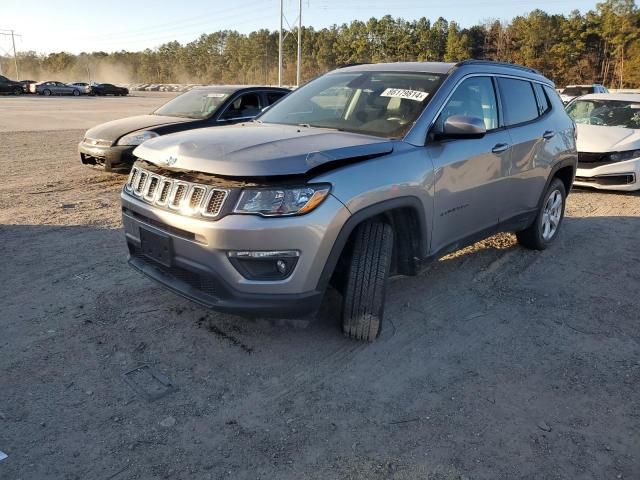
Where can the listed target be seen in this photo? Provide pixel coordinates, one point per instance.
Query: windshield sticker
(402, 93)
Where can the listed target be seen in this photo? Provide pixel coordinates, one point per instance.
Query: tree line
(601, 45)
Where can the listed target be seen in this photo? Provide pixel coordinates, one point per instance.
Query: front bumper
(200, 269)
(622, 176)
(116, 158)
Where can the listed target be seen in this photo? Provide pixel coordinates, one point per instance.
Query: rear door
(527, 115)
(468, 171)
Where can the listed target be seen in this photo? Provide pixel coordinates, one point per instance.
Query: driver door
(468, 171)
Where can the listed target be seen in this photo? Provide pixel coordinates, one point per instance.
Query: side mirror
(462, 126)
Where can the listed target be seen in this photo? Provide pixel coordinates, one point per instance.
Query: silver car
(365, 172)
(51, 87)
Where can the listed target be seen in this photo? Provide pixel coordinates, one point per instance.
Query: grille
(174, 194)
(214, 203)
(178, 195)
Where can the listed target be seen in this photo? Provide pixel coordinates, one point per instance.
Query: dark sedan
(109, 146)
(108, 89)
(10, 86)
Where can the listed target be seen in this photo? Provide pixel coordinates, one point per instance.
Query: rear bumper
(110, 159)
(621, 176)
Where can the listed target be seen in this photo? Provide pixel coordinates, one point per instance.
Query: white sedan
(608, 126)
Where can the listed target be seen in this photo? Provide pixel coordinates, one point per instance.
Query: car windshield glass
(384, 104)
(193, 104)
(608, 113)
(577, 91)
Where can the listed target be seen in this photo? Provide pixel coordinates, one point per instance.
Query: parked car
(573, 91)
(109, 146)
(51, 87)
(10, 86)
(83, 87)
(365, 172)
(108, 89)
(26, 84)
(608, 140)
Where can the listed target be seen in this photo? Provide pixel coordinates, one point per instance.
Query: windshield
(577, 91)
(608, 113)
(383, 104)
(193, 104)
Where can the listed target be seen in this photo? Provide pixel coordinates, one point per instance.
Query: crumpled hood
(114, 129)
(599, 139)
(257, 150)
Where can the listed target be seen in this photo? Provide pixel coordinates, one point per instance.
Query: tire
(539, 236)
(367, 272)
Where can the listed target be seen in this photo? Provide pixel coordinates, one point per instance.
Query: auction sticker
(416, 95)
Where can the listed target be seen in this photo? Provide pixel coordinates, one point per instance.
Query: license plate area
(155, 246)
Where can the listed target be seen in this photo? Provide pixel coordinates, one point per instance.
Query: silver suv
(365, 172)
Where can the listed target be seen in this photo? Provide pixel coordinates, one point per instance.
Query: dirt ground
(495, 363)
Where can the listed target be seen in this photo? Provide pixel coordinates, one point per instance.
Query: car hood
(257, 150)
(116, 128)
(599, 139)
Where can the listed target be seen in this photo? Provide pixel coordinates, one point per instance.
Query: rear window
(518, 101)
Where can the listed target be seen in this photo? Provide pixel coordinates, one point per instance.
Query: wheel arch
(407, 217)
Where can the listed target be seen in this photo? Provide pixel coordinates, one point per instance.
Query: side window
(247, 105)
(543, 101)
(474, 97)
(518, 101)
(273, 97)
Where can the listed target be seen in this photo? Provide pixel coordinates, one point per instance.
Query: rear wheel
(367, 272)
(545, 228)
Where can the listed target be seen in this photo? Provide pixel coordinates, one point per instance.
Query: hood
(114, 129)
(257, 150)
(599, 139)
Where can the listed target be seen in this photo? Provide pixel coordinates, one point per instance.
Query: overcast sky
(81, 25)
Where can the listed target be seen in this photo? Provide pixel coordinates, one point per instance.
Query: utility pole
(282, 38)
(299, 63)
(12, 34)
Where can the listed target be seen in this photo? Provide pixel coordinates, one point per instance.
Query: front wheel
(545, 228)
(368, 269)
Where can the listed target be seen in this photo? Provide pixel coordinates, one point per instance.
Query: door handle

------------------------------------------------------------------------

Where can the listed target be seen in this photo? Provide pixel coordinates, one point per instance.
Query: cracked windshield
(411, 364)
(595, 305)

------------------------------------------------------------------------

**Required task**
Select and copy every line of the records above that contains the word "hood", with case counting.

**Finished exercise**
Query: crumpled hood
Query: car hood
Query: hood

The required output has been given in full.